* _Exercise goal_: All the data should come back exactly as it was given.

* _Material for this exercise_:
** start **
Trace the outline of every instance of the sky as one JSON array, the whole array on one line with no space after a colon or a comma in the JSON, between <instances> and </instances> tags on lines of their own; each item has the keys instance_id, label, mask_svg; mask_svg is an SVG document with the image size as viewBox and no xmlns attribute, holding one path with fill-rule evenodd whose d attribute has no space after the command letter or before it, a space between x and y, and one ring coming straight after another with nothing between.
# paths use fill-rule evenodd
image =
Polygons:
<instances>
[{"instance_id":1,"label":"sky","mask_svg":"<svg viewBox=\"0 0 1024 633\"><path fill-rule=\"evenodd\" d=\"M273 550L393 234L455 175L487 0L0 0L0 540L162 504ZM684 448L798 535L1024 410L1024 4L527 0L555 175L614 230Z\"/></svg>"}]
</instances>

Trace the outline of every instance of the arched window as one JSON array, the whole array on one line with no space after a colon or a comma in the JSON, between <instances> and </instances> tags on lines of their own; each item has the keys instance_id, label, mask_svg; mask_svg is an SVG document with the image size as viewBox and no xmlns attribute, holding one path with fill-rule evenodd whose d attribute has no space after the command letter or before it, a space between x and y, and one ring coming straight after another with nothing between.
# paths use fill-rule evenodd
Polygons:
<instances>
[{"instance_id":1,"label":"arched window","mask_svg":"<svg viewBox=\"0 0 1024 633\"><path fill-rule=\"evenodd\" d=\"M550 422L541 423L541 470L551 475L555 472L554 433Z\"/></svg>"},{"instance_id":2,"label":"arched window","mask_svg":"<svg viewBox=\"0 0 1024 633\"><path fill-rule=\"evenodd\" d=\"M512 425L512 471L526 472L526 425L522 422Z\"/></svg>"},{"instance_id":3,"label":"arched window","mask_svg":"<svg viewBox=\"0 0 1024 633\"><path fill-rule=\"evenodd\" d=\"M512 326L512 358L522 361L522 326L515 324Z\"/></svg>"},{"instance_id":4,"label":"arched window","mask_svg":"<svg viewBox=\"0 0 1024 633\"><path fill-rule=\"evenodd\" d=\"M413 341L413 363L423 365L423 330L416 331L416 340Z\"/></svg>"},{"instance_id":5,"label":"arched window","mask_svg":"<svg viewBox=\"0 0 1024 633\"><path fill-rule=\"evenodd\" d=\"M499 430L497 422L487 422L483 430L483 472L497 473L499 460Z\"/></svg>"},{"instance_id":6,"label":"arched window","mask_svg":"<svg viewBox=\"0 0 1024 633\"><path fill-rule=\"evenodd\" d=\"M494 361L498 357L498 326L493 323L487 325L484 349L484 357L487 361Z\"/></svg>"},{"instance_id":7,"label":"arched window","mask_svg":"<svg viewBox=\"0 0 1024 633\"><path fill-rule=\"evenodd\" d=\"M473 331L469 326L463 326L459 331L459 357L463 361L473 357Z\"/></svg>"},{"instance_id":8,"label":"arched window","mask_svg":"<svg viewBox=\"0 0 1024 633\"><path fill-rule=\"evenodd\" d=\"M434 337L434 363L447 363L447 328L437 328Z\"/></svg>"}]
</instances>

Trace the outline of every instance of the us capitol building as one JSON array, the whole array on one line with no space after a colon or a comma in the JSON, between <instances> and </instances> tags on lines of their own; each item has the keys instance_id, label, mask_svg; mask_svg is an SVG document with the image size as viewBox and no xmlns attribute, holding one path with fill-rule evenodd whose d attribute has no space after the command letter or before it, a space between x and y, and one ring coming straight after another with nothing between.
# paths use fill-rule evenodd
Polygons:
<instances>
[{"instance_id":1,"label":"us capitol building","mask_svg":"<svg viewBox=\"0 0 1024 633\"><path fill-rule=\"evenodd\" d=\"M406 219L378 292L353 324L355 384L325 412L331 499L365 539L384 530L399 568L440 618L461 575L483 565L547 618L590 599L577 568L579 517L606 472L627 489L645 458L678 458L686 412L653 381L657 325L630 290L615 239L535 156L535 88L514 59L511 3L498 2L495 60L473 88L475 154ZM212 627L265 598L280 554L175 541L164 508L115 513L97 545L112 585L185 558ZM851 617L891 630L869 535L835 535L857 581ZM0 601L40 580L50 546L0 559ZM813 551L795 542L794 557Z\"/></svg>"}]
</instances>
** end **
* _Finished task_:
Trace the outline of every instance of the sky as one JSON array, the whole array on one line with no space after a colon or a comma in the JSON, between <instances> and </instances> tags on lines of their own; each item has the keys instance_id, label, mask_svg; mask_svg is an SVG document with the image size as viewBox and no xmlns attribute, holding one path with fill-rule evenodd whose d attribute has no space after the command letter or before it, a space between x and y, and one ring coming straight after another with nothing between.
# paths use fill-rule evenodd
image =
Polygons:
<instances>
[{"instance_id":1,"label":"sky","mask_svg":"<svg viewBox=\"0 0 1024 633\"><path fill-rule=\"evenodd\" d=\"M273 550L393 234L455 175L487 0L0 0L0 540L162 504ZM684 448L798 535L1024 410L1024 4L527 0L555 175L614 230Z\"/></svg>"}]
</instances>

Trace the outline of every instance of the arched window as one JSON array, the whole array on one line with no space after a colon or a comma in the JSON, between <instances> and </instances> tags on lines of their own; each item has the keys instance_id, label, mask_svg; mask_svg is an SVG document with the image size as viewBox and no xmlns attribute, holding one path with fill-rule evenodd whose d attribute has no space after the command letter or before it, a space between x and y, and one ring coming straight after another with nothing between.
# paths use fill-rule evenodd
Polygons:
<instances>
[{"instance_id":1,"label":"arched window","mask_svg":"<svg viewBox=\"0 0 1024 633\"><path fill-rule=\"evenodd\" d=\"M550 422L541 423L541 470L551 475L555 472L554 433Z\"/></svg>"},{"instance_id":2,"label":"arched window","mask_svg":"<svg viewBox=\"0 0 1024 633\"><path fill-rule=\"evenodd\" d=\"M512 425L512 471L526 472L526 425L522 422Z\"/></svg>"},{"instance_id":3,"label":"arched window","mask_svg":"<svg viewBox=\"0 0 1024 633\"><path fill-rule=\"evenodd\" d=\"M512 326L512 358L522 361L522 326L515 324Z\"/></svg>"},{"instance_id":4,"label":"arched window","mask_svg":"<svg viewBox=\"0 0 1024 633\"><path fill-rule=\"evenodd\" d=\"M413 341L413 363L423 365L423 330L416 331L416 340Z\"/></svg>"},{"instance_id":5,"label":"arched window","mask_svg":"<svg viewBox=\"0 0 1024 633\"><path fill-rule=\"evenodd\" d=\"M499 430L497 422L487 422L483 430L483 472L497 473L499 460Z\"/></svg>"},{"instance_id":6,"label":"arched window","mask_svg":"<svg viewBox=\"0 0 1024 633\"><path fill-rule=\"evenodd\" d=\"M494 361L498 357L498 326L493 323L487 325L484 349L484 357L487 361Z\"/></svg>"},{"instance_id":7,"label":"arched window","mask_svg":"<svg viewBox=\"0 0 1024 633\"><path fill-rule=\"evenodd\" d=\"M473 331L469 326L463 326L459 331L459 357L463 361L473 357Z\"/></svg>"},{"instance_id":8,"label":"arched window","mask_svg":"<svg viewBox=\"0 0 1024 633\"><path fill-rule=\"evenodd\" d=\"M434 337L434 363L447 363L447 328L437 328Z\"/></svg>"}]
</instances>

Trace the outline of every instance of the us capitol building as one JSON array, the whole array on one line with no space after a colon or a comma in the JSON, between <instances> and </instances> tags on lines of their own; each item has the keys instance_id, label, mask_svg; mask_svg is an SVG document with the image size as viewBox and no xmlns attribute, holding one path with fill-rule evenodd whose d attribute has no space after the command letter or before it, a space between x and y, and one ring coming straight after another with nothing between.
# paths use fill-rule evenodd
Polygons:
<instances>
[{"instance_id":1,"label":"us capitol building","mask_svg":"<svg viewBox=\"0 0 1024 633\"><path fill-rule=\"evenodd\" d=\"M406 219L378 292L353 324L355 384L325 412L331 499L365 539L384 530L399 568L440 618L461 575L483 565L547 618L590 599L577 568L579 517L606 472L627 489L645 458L678 458L686 412L653 381L657 325L630 290L615 239L535 156L535 88L514 59L511 3L498 2L495 60L473 88L475 154ZM212 627L265 598L280 554L175 541L164 508L115 513L97 545L112 585L185 558ZM851 617L891 630L869 535L835 535L857 581ZM0 601L40 580L50 546L0 559ZM813 551L795 542L794 557Z\"/></svg>"}]
</instances>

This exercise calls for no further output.